> _Tasks to complete_:
1 - List every field label in the bulleted summary at the top of the Karmaveer Chakra Award passage.
2 - Answer these questions from the Karmaveer Chakra Award passage:
(a) What year does the passage give for the first award?
(b) What website does the passage list?
(c) To whom is the award a tribute?
3 - Write a few more sentences of the Karmaveer Chakra Award passage, starting after its final sentence.

- Awarded for: Recognising commitment and relentless courage by walking the path less trodden and initiating a wave of change in society.
- Sponsored by: United Nations
- Country: Worldwide
- First award: 1984
- Website: rexideas.com

= Karmaveer Chakra Award =

Award for courage

The Karmaveer Chakra Award is a global civilian honor bestowed to individuals worldwide for their unwavering bravery by the International Confederation of Non governmental Organizations (iCONGO) in collaboration with the United Nations Karmaveer Chakra, the national medallion for proactive voluntary action to Be the Change, was established in 2008–09 by the Indian Confederation of NGOs (iCONGO) in collaboration with the UN. The award is tribute to A. P. J. Abdul Kalam, 11th President of India, who had offered to be the ambassador for the awards and international volunteering olympiad.

> _Data extract_:
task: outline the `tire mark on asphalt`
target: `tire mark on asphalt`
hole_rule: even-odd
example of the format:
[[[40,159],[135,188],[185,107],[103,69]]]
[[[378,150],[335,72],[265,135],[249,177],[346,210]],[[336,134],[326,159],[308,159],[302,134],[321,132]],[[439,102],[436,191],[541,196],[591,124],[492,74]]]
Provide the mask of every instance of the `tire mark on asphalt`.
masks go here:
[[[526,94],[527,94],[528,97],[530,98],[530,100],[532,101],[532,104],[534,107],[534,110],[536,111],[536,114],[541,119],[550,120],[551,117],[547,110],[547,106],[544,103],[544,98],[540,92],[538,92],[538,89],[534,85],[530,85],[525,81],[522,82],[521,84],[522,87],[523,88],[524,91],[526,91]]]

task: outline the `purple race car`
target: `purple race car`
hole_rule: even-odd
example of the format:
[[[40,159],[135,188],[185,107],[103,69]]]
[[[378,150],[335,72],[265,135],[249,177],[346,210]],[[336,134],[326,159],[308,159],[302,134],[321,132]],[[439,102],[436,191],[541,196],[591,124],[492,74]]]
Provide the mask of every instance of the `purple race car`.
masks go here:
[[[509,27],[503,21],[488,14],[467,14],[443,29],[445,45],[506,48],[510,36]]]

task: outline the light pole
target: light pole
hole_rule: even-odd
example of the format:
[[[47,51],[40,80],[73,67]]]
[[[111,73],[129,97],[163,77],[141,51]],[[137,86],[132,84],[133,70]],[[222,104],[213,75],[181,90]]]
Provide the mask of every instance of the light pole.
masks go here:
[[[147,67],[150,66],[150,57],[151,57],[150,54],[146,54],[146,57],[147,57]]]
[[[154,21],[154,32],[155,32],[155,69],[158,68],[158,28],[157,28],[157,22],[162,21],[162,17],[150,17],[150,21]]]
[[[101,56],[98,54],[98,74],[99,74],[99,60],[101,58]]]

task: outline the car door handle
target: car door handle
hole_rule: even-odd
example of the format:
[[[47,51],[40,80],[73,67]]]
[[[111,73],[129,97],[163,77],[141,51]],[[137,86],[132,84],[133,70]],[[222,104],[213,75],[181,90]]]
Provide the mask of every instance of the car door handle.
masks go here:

> _Final results_:
1 - Awarded for; Sponsored by; Country; First award; Website

2 -
(a) 1984
(b) rexideas.com
(c) A. P. J. Abdul Kalam, 11th President of India

3 -
==Awards==
The award is presented annually in mid-November to individuals and organizations across various categories, including activism, education, volunteering, and healthcare and other categories Notable recipients include Lenin Raghuvanshi, Anupam Mittal, Deepika Narayan Bhardwaj, Devika Vaid, Harish Iyer, Jason Fernandes, Shruti Kapoor, Manju Latha Kalanidhi, Anurag Chauhan, Jyoti Dhawale, Gaurav Mishra Kajol, Sudha Menon An award was given to Narayanappa, a farmer who advocates for ecological farming. Raghavendar Askani Liberal political activist awardeed Verghese Kurien, known as father of the white revolution of India, is the first recipient of Karmaveer lifetime achievement award. Tanuj Samaddar, an artist and youth change maker was also awarded the Karmaveer Chakra.

Hierarchy of awards

- Karmaveer Chakra GOLD - Nominations may be proposed and chosen by council of fellows strictly. Self-nominations or nominations by fellows and citizens are not accepted.
- Karmaveer Chakra SILVER - Nominations may be proposed by fellows only and will be chosen at the discretion of the council of fellows. Self-nominations or nominations by citizens are not accepted.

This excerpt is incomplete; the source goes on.